PASSAGE SHOWN:
**********
Angelakis said in the announcement that Comcast’s assets, customer relationships, and track record of innovation provide a “powerful foundation for the future.” He plans to “execute aggressively” and invest for growth while pursuing new opportunities to create value, he said.
Sheryl Estrada
sheryl.estrada@fortune.com
Leaderboard
Andrew Langford was appointed CFO of symplr, a provider of enterprise healthcare operations software, effective immediately. Langford succeeds Tom Fink, who has served as interim CFO since early 2026. Previously, Langford was an EVP at Zelis, a healthcare technology company, where he oversaw financial strategy, treasury, enterprise pricing and operational planning. Before Zelis, he spent nearly a decade at Global Payments, Inc. in a series of progressively senior finance leadership roles.
Valeriy Kim was promoted to CFO of Freedom Holding Corp. (Nasdaq: FRHC), a diversified financial services conglomerate. Kim succeeds Evgeny Ler, who has served as the company's CFO since 2015. Ler is expected to serve as a special advisor to CEO Timur Turlov, focusing on financing and M&A activities. Kim most recently served as VP of finance of Freedom Holding Corp. and CEO at Freedom Holding Operations LLP, a subsidiary. Kim previously served as CFO of Freedom Finance Global PLC, also a company subsidiary, from 2020-2024.
Big Deal
Global M&A is on track for its second-highest year ever in 2026, according to Bain & Company’s midyear report. Deal value is up 41% year over year to $2.4 trillion in the first five months, and megadeals are driving a broad-based resurgence across sectors and regions.
**********
RECORDED DATA:
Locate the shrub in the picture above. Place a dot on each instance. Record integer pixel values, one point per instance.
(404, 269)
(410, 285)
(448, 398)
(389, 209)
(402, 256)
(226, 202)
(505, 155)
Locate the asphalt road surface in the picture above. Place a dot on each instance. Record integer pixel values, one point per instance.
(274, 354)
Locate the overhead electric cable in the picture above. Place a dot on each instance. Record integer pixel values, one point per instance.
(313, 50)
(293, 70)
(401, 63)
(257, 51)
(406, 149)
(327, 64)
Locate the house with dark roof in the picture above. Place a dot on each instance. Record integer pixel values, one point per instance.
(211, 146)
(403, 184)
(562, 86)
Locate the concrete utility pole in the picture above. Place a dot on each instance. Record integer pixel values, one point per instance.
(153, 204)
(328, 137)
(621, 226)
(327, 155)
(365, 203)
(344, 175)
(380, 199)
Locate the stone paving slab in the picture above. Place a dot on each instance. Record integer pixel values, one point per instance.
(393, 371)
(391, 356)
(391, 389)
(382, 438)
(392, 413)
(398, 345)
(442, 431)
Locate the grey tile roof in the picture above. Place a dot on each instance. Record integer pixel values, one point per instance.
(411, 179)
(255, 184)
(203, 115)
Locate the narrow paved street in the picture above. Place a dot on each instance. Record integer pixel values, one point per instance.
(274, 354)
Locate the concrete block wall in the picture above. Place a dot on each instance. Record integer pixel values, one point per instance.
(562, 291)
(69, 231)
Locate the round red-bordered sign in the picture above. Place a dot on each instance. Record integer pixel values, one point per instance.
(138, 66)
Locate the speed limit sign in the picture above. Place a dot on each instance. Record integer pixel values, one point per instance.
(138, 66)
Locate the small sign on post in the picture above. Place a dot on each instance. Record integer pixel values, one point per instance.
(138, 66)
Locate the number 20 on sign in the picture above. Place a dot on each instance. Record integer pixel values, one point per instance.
**********
WORK TO COMPLETE:
a) Using the finance-news passage, answer each question:
(i) Who has served as interim CFO of symplr since early 2026?
(ii) During which years did Valeriy Kim serve as CFO of Freedom Finance Global PLC?
(iii) According to Bain & Company's midyear report, what was global deal value in the first five months?
b) Proceed with the finance-news passage, beginning after its final sentence about Bain & Company's midyear report.
The listing is separate material and has no connection to the finance-news passage.

EXPECTED OUTPUTS:
a)
(i) Tom Fink
(ii) 2020 to 2024
(iii) $2.4 trillion, up 41% year over year

b)
But Bain warns that acquirers now face an AI “winner’s paradox”: they must execute ambitious, often $10 billion-plus strategic transactions while simultaneously delivering complex AI transformations, especially as AI’s impact extends well beyond the tech sector.
The report highlights Europe as a hot spot for large strategic deals, notes a rising mix of stock-plus-cash financing, and shows that megadeals typically take years to fully integrate—raising the stakes for leaders trying to capture synergies and modernize workflows at the same time. Bain argues that winning companies will treat integration as a critical moment to accelerate AI ambitions, use AI to identify and validate cost synergies faster, and ground their M&A playbooks in six core questions on AI’s role in deal theses, value creation, transformation, leadership, and integration management.
Going deeper
Can AI models be persuaded? A piece in Wharton’s business journal explores new research from Wharton’s Generative AI Labs suggesting that safeguards designed to prevent misuse may be vulnerable to the same psychological tactics that influence people.
The researchers tested models from three leading AI labs—OpenAI’s GPT-5 Mini, Anthropic’s Claude Haiku 4.5, and Google’s Gemini 3 Flash—by having 126,000 “conversations” with them. They found that well-known persuasion tactics such as “authority” and “social proof,” whereby people defer to experts or follow the crowd, could cajole models into overriding their own defenses, leading them to comply with dubious requests they should reject, including asks to help synthesize controlled substances such as opioids.
Overheard
“It’s an accountability driver. It doesn’t solve problems for you, but it tells you your problems.”
—Patrick Sheehan, VP of value-based care at intelligent health devices company Withings, said this of wearables that measure users’ health data during the Fortune Brainstorm Tech conference in Aspen this month. Sheehan argued that the real challenge is what to do with all that data now that people have detailed information about themselves—and, more importantly, identifying the exact behaviors they need to change. “The wearable paired with the action or an intervention is solving a problem,” Sheehan said.